● **Fragmento seleccionado**:
Cameron, el veto o la calculadora
Londres exige la congelación del presupuesto de la UE, pero bloquear el acuerdo convertiría al primer ministro en héroe en casa y en villano en el continente
Walter Oppenheimer
Londres, El País
David Cameron llega hoy a Bruselas con la imagen que más le gusta a un primer ministro británico: enarbolando la bandera del veto y con todos apuntándole a él como el problema. Pero el problema, esta vez, es que efectivamente puede llegar a ser un problema.
Quizás por eso, el líder conservador parece esconder detrás de la bandera del veto la calculadora del maquillaje contable. Y Londres hace ya días que ha atemperado el tono y lanza mensajes constructivos, como alentando un acuerdo que sea lo bastante confuso como para que Cameron pueda cantar victoria. Hay que tener en cuenta que la negociación del marco presupuestario plurianual de la UE es como unas municipales: todos ganan algo.
El gran dilema para Cameron en esta cumbre es que no tiene muy claro que le convenga vetar. En términos de política doméstica, no hay duda: la respuesta es un resonante sí. Nada mejor para un primer ministro alicaído en las encuestas y cada vez más amenazado por su propio partido que cruzar el canal de vuelta como el hombre que le ha parado los pies a los burócratas de Bruselas.
Pero el horno comunitario no está para muchos bollos británicos. El distanciamiento es esta vez mutuo: los tradicionales aliados del continente empiezan a estar hartos de los vaivenes y las exigencias de Londres en general y las pedantes lecciones magistrales de Cameron en particular. Y parece que así se lo hizo saber la canciller Angela Merkel cuando hace un par de semanas cenaron juntos en Downing Street. No juegues con fuego porque no te hace falta y además te puedes quemar, dicen que le vino a decir.
Incluso se habla ya en las islas de que el resto de socios han llegado a estudiar la viabilidad legal y la eficacia financiera de ser ellos quienes acaben vetando y montándose el presupuesto a espaldas de Londres y por mayoría cualificada. Un paso de tal trascendencia que equivaldría a una demanda de divorcio.

● **Bloque de datos**:
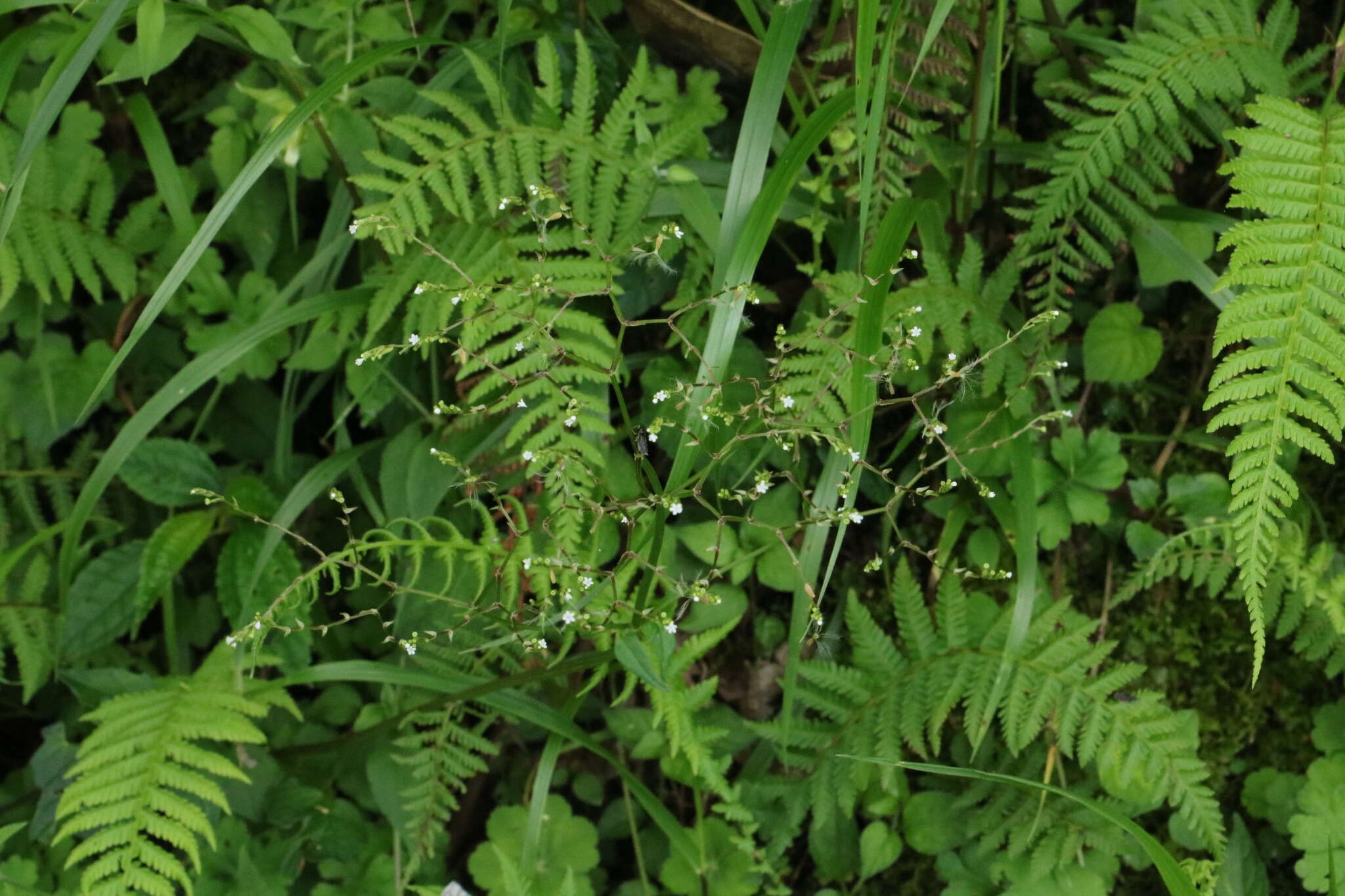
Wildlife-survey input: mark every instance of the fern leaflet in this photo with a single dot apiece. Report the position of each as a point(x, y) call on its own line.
point(1165, 89)
point(141, 781)
point(1292, 378)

● **Tareas**:
**1)** Enumera todas las personas que aparecen con nombre y apellido en el artículo sobre Cameron y el presupuesto de la UE, incluida la firma.
**2)** Prosigue el artículo sobre Cameron y el presupuesto de la UE a partir de su último párrafo.

● **Respuestas esperadas**:
**1)** Walter Oppenheimer, David Cameron y Angela Merkel.

**2)**
Cameron llega exigiendo una congelación del presupuesto en términos reales. Las cifras no están demasiado alejadas. La última propuesta del presidente del Consejo, Herman van Rompuy, ha caído ya a 940.000 millones de euros en términos de límite de pagos (aunque en torno al billón en términos de compromisos). Por encima de los 886.000 millones que Downing Street manejaba hace semanas (aunque ya nunca menciona esa cifra), pero por debajo de los 943.000 millones del periodo 2007-13.
¿Suficiente para que Cameron pueda cantar victoria, sobre todo si se añade un recorte adicional, aunque sea simbólico, que penalice a los burócratas de Bruselas? ¿Aceptable para países que necesitan los fondos europeos para recortar distancias, como Polonia, o que se ven en la paradoja de convertirse en contribuyentes netos cuando más necesitan la ayuda de Europa, como España? Está por ver.
En el camino, sin embargo, hay otras trampas para el primer ministro británico. En unas municipales todos cantan victoria, pero la oposición, o los enemigos que uno tiene en casa, siempre encuentran argumentos para denunciar derrotas. Y el cheque británico es uno de los factores que pueden amargarle la negociación a David Cameron. ¿Por qué, si tanto predica el ajuste, no da ejemplo sacrificándolo? Porque lo que para los continentales es un anacronismo histórico que ya no tiene justificación, para los británicos, no digamos ya los tories, es un símbolo nacional que está a un nivel mitológico, casi cercano a Winston Churchill.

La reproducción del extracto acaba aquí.